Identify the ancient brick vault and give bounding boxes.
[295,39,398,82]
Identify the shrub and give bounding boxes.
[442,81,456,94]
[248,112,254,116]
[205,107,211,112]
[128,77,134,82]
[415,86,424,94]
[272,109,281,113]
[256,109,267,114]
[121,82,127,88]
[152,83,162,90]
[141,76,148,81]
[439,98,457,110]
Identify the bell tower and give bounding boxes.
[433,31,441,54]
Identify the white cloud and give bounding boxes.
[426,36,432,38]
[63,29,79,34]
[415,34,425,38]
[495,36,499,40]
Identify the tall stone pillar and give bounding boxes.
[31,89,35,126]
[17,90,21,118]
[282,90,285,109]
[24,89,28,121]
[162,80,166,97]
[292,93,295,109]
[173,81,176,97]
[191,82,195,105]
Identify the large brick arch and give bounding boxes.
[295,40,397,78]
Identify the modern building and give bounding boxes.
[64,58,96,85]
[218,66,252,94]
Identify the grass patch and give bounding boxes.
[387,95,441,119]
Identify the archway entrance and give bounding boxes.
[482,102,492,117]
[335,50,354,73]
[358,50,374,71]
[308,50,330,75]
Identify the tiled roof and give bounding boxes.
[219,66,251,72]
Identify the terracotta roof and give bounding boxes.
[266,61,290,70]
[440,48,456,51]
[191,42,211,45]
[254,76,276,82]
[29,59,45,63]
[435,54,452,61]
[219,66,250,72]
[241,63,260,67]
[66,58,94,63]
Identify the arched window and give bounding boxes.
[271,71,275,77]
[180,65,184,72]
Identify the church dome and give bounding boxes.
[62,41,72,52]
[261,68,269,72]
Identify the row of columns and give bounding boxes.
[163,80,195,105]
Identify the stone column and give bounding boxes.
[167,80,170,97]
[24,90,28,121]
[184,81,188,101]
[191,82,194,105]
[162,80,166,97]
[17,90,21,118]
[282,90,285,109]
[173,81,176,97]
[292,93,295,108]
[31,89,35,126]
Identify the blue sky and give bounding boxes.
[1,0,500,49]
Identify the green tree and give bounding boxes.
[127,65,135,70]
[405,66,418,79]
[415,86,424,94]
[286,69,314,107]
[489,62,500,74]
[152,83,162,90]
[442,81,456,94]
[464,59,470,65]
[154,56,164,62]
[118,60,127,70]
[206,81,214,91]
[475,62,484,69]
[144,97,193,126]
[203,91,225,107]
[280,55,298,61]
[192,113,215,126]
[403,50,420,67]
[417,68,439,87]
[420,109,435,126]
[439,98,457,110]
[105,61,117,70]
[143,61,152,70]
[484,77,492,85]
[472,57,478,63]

...

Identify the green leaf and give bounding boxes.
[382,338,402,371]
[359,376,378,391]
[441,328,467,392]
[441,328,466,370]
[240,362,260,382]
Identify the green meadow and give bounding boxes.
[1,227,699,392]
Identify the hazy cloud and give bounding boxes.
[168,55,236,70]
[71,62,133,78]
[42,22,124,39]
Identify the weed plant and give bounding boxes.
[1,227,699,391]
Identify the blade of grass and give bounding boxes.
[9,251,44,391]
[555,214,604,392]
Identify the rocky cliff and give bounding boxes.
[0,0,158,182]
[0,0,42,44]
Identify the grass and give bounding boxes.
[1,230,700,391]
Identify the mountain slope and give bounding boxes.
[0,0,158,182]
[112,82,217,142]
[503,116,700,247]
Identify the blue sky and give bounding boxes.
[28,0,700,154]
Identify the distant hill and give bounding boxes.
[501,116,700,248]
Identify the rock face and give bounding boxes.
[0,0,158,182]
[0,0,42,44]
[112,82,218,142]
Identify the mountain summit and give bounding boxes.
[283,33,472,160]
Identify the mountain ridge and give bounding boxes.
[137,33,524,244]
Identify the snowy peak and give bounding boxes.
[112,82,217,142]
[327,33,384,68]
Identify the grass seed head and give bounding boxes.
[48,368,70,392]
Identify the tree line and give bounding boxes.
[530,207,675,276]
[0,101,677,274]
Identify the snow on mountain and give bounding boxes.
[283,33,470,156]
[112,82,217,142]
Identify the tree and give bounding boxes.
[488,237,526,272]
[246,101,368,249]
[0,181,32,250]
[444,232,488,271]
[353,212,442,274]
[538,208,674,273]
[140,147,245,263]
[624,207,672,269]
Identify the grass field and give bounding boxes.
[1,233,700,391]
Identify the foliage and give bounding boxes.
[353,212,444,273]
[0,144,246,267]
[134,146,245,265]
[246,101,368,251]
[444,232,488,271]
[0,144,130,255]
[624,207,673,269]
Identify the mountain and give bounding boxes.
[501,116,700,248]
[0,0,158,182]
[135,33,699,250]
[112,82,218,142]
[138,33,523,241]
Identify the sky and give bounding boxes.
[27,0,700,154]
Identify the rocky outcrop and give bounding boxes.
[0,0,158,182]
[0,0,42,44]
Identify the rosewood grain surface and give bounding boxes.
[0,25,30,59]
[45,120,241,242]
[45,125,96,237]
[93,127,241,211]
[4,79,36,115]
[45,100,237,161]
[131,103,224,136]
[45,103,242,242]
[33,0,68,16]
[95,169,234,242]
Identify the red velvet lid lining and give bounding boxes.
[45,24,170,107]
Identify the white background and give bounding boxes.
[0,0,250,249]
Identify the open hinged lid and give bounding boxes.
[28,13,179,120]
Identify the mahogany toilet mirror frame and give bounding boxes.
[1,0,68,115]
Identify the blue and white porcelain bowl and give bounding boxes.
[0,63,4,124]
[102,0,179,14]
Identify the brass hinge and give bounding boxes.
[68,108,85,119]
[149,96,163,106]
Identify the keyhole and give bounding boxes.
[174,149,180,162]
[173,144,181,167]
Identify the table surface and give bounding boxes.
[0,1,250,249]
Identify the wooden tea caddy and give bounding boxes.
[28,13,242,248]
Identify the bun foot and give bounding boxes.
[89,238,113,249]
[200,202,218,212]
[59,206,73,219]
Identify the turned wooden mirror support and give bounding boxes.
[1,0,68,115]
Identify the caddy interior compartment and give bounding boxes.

---

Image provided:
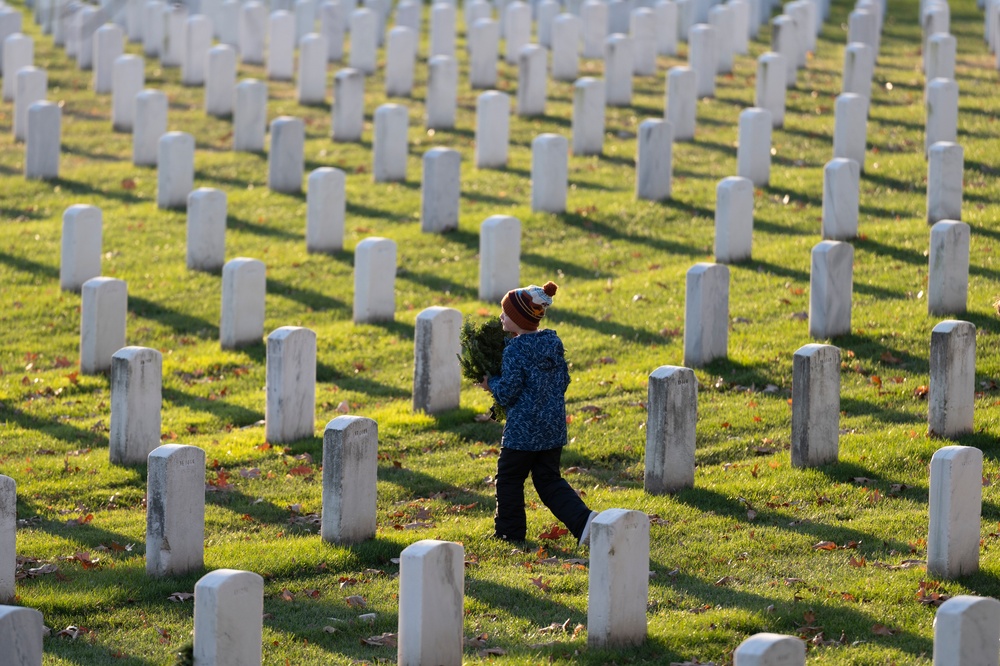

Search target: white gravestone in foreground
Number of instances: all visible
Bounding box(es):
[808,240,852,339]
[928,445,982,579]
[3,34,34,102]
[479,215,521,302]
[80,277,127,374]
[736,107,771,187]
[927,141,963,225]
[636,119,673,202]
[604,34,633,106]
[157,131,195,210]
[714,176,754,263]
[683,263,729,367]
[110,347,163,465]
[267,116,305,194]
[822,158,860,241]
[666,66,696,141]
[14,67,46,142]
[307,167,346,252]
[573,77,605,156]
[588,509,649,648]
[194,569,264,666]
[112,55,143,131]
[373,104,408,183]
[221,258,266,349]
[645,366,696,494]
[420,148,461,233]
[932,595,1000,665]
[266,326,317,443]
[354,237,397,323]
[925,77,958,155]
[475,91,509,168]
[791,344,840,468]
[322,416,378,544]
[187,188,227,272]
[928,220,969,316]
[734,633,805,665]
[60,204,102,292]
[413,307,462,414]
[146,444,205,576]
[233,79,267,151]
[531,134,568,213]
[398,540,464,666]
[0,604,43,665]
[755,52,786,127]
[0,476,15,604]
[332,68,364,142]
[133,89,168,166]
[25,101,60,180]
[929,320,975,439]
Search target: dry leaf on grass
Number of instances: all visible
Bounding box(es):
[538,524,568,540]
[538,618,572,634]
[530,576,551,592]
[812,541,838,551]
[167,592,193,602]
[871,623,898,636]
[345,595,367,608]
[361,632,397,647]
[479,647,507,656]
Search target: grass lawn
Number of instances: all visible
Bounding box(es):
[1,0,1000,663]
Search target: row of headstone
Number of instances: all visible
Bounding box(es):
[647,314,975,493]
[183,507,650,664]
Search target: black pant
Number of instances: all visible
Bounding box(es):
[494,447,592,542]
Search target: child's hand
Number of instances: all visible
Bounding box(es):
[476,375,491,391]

■ WHAT THE TASK REQUIRES ■
From the material above, copy out every line bearing the string "Search".

■ EXPECTED ANSWER ■
Search target: white gravestone in foreground
Search target: dry leaf on grass
Search target: grass lawn
Search target: row of headstone
Search target: black pant
Search target: child's hand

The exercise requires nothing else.